→ **TEXT SECTION**:
Human Rights Impact Assessments
We are all aware of the use of environmental and social impact assessments (ESIAs) to address environmental considerations as a key factor in deciding on the appropriateness of beginning new projects. Well, there is now movement afoot to develop a similar approach for international human rights. A “Human Rights Impact Assessment” (HRIA) would mean that multinational corporations should consider the human rights implications of any new venture before they commit to the project.
John Ruggie, the UN Special Representative on Business and Human Rights, issued this report last month on the possible methodologies of HRIAs. Here is an excerpt:
11. Like ESIAs, HRIAs should describe the proposed business activity, whether it is a new investment or a significant change such as expansion, changes in supply contracts, or a new policy (for example to do with local procurement or recruitment). HRIAs should consider the full business life cycle, for example from construction through closure for large infrastructure projects, or from new market entry for information and communications businesses.
12. HRIAs should catalogue the legal, regulatory and administrative standards to which the activity is subject. This should include the relevant national and local laws and regulations of the home and host countries; requirements of project financiers; and internal company policies.
13. HRIAs should describe human rights conditions in the area surrounding the business activity – the boundaries of which should be agreed through consultation and initial scoping – before significant activity begins. Engagement of human rights experts and local stakeholders is critical to this step.
14. After describing those baseline conditions, HRIAs should put forth a view of what is likely to change because of the business activity. This is a difficult and subjective exercise; one approach is to construct multiple scenarios, while another might predict outcomes based on varying levels of intervention. An HRIA might also consider community perceptions of what is likely to change; even though a new petrochemicals plant might produce no local pollution, community fears about air or water quality will necessitate action by the company.
37. Impact assessments for private sector projects are currently discussed almost exclusively for projects with large physical footprints, but in recent years industries such as technology and finance have come under fire for not paying adequate attention to the human rights issues of their operations. There do not appear to be any HRIAs for these industries in the public domain yet, but hopefully this will change in the near future as there is no question that any industry can have significant impacts on human rights, positive and negative. One of the case studies in the Rights and Democracy HRIA pilot described in the previous section is in the technology sector.
38. Similarly, the companies known to undertake HRIAs or comparable exercises are large multinationals. As HRIAs for business become more common, both the costs and the benefits of the exercise should become clearer, hopefully leading other business enterprises to experiment with HRIAs. It should also become clear which approach would be most appropriate for which sort of company, depending on the scale and nature of the business. A medium-sized enterprise should not be expected to allocate the same amount of funding and staff time to an HRIA as a multinational, but smaller companies could apply the same methodology with one expert rather than a team, and place more emphasis on secondary research – although consultation with affected communities is still critical.
39. HRIAs are not currently required by any law, lending institution, or standard – most certainly since they have yet to be clearly defined. But it should be reasonable to expect that HRIAs will be undertaken for significant prospective investments in conflict zones or areas where human rights abuses have been prevalent. When in doubt, a diagnostic tool or preliminary HRIA (comprising secondary research and a few expert opinions rather than extensive consultation) can determine whether a full HRIA is necessary.
40. Given the proliferation of public information on human rights, including the numerous specialized resources for business (e.g. the Maplecroft maps, the Business and Human Rights Resource Centre, the aforementioned Danish Institute and HOM tools, and business-specific research by Amnesty International and Human Rights Watch), there is no excuse for any company, lender or investor to claim to be unaware that their investments could impact human rights.
The report does not make any concrete suggestions as to whether HRIAs should be mandatory or voluntary. But I think it does suggest that we will be seeing more and more of these type of developments as corporations become ever more sensitive to the social responsibility issues in their international ventures.

→ **MATERIAL SUPPLIED**:

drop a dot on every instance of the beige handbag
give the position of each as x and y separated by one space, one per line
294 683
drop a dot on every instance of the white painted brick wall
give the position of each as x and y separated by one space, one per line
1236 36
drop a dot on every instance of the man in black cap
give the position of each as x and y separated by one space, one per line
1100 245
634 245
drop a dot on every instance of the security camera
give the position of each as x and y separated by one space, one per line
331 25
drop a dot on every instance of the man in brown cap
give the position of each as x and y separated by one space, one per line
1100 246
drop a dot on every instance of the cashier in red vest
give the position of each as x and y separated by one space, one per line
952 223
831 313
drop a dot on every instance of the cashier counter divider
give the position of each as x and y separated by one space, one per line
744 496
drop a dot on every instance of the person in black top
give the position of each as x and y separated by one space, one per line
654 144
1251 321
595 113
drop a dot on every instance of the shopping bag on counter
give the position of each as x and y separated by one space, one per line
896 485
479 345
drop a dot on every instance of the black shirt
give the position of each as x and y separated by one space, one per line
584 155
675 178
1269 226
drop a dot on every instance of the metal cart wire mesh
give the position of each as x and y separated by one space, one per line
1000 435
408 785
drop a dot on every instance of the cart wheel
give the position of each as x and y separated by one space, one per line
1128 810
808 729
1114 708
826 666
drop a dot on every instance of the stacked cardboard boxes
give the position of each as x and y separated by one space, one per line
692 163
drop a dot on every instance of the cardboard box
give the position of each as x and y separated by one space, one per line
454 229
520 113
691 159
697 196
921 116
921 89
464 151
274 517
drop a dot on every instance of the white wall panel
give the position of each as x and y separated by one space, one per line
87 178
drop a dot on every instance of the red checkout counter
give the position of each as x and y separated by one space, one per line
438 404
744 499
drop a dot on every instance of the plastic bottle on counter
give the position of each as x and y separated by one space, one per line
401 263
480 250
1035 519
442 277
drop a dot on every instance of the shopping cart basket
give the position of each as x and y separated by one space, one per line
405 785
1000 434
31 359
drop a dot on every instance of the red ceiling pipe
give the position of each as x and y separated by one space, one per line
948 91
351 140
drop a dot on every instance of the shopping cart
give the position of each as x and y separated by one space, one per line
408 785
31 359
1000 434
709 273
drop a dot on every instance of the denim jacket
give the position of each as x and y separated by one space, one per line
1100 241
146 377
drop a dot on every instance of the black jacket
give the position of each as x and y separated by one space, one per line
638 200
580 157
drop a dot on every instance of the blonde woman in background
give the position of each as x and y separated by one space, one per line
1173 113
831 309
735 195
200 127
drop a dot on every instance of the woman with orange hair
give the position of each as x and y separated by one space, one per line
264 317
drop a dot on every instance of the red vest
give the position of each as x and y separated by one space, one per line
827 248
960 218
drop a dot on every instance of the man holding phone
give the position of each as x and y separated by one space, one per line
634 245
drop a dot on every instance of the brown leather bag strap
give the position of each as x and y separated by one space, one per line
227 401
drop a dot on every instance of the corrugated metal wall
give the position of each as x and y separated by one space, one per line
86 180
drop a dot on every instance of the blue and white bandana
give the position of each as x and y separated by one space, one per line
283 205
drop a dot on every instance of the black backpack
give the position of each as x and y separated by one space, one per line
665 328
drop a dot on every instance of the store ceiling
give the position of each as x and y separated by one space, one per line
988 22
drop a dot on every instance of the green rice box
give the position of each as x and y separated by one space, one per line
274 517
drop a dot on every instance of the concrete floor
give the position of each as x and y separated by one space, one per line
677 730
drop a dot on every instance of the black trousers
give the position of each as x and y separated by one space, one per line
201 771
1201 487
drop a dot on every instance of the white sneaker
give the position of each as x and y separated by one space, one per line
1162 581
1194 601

→ **TO DO**: In the text on human rights impact assessments, what does a preliminary HRIA consist of? Answer from the text on human rights impact assessments alone.

→ **RESULT OF THIS EXERCISE**: Secondary research and a few expert opinions rather than extensive consultation.